Text section:
Michael Finkel
Michael Finkel begins the book with a quote attributed to Socrates – “How many things there are that I do not want.” It’s a perfect start because the subject of the book – Christopher Knight – eschewed everything that was non-essential to himself back in 1986, the year that Chernobyl happened, when he was twenty. In his first road trip, he drove till he nearly ran out of gas. “I took a small road. Then a small road of that small road. Then a trail off that.” And then he disappeared for the next twenty-seven years, in the woods of “the maine land of New England”, Maine. Living less than three miles from society, and yet inhabiting a world that was only his.
He ‘raided’ camps for his food, fuel, entertainment and other requirements. Books were a weakness – spy novels and science fiction to Ulysses, his favourite was ‘The Rise and Fall of the Third Reich’. Never extravagant, he only took what he absolutely needed, and felt deeply guilty about that. Reactions to him ranged from a deep admiration for the life he chose to hatred for the feeling of insecurity he created among residents. Eventually, he came to be known as the hermit. One whom no one could track, because he didn’t even leave footprints. He tried not to even give a hint that the place had been robbed, even refitting doors if it came to that! Though sensors and surveillance tools became more efficient, he managed to evade them. A camp for the disabled was ‘his private Costco’, and that’s where he was finally caught.
He didn’t really know why he chose to do this, but he was an introvert who found interactions with society and its rules tedious. Hermits are usually of three types – protesters, pilgrims, and pursuers. Japan has a million of the first kind – hikikomori – dubbed the lost generation. Most religions have the second kind. The third are the most modern, and they seek ‘alone time’ for what they want to do -from artistic freedom to self discovery.

Recorded data:

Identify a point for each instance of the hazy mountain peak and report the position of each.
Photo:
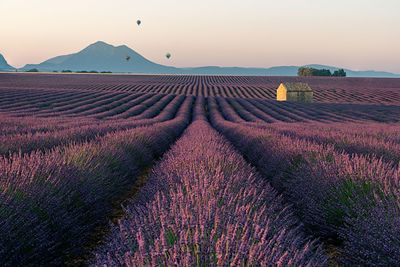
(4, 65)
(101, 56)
==
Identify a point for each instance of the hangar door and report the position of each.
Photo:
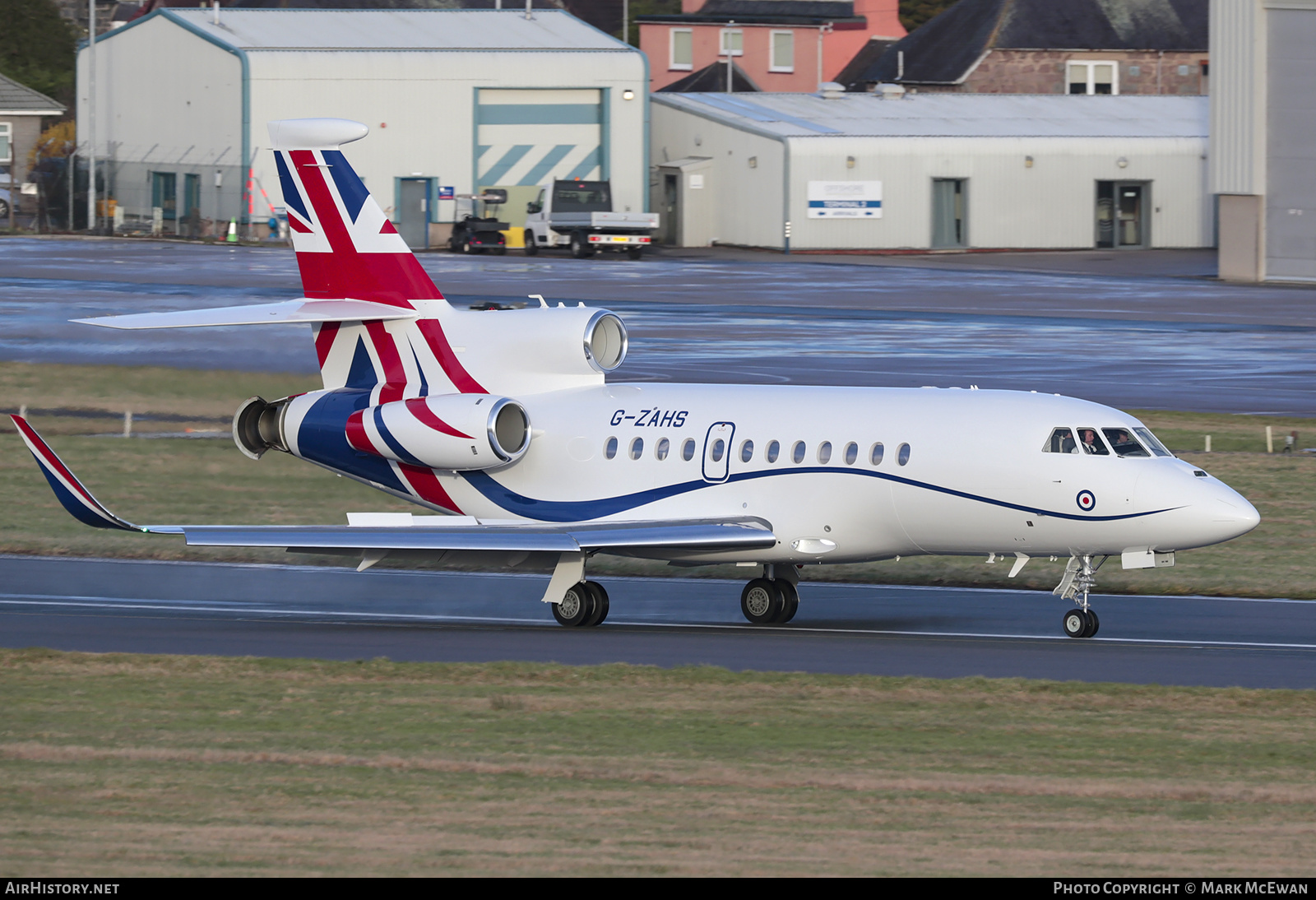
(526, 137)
==
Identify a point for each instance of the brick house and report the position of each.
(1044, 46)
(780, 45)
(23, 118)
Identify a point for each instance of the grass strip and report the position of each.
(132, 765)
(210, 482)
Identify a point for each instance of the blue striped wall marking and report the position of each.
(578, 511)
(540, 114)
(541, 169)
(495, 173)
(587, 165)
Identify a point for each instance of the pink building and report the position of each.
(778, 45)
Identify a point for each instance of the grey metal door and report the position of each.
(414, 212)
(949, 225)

Stated exercise A: Do these statements agree with the Christopher Knight text? For each, answer yes or no and quote the deciding words. (i) Knight withdrew from society in 1986, at age twenty. (ii) Knight's favorite book was Ulysses. (iii) Knight lived more than ten miles from society.
Stated exercise B: Can you turn the paragraph of the Christopher Knight text that begins "He didn't really know why" into a short list that keeps its main facts?
Stated exercise C: From the Christopher Knight text, copy out everything from "He ‘raided’ camps" down to "was finally caught.".
Rely solely on the Christopher Knight text, not the rows.

Output A:
(i) Yes: "back in 1986, the year that Chernobyl happened, when he was twenty"
(ii) No: "his favourite was ‘The Rise and Fall of the Third Reich’"
(iii) No: "Living less than three miles from society"

Output B:
- Knight didn't really know why he chose this life. He was an introvert who found dealing with society and its rules tedious.
- Hermits are usually of three types: protesters, pilgrims and pursuers.
- Protesters: Japan has a million, called hikikomori and dubbed the lost generation.
- Pilgrims: most religions have them.
- Pursuers: the most modern type. They seek "alone time" for what they want to do, from artistic freedom to self-discovery.

Output C:
He ‘raided’ camps for his food, fuel, entertainment and other requirements. Books were a weakness – spy novels and science fiction to Ulysses, his favourite was ‘The Rise and Fall of the Third Reich’. Never extravagant, he only took what he absolutely needed, and felt deeply guilty about that. Reactions to him ranged from a deep admiration for the life he chose to hatred for the feeling of insecurity he created among residents. Eventually, he came to be known as the hermit. One whom no one could track, because he didn’t even leave footprints. He tried not to even give a hint that the place had been robbed, even refitting doors if it came to that! Though sensors and surveillance tools became more efficient, he managed to evade them. A camp for the disabled was ‘his private Costco’, and that’s where he was finally caught.